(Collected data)
%%
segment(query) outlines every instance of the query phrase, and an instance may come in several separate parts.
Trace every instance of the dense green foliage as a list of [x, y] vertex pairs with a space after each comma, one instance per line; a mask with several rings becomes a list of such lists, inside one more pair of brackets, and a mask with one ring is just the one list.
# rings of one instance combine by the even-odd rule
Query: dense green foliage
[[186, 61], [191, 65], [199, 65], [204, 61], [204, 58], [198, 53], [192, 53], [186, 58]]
%%
%%
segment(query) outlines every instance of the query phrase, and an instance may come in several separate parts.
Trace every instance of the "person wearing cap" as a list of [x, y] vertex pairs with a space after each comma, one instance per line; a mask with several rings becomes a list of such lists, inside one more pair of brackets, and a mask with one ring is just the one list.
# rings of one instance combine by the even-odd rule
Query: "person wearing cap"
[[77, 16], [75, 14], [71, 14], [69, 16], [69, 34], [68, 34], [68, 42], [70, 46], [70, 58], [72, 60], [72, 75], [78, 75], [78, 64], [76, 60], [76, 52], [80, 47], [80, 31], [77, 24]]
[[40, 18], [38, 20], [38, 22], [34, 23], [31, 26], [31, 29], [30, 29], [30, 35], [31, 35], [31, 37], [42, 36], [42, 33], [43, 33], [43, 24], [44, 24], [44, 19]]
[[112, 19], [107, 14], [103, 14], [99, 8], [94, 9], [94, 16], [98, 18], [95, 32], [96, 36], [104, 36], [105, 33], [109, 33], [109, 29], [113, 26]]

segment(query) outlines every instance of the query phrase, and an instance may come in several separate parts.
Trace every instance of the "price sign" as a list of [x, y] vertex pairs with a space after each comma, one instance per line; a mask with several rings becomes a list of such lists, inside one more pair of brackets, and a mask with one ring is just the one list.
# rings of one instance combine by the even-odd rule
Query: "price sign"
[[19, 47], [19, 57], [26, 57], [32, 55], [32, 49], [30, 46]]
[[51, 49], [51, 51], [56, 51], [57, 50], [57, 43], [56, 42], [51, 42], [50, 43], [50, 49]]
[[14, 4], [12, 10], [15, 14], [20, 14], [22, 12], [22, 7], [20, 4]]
%%
Count how many lines of the material above contain the string "foliage", treating uppercase and lowercase letters as distinct. Reply with the number alone.

2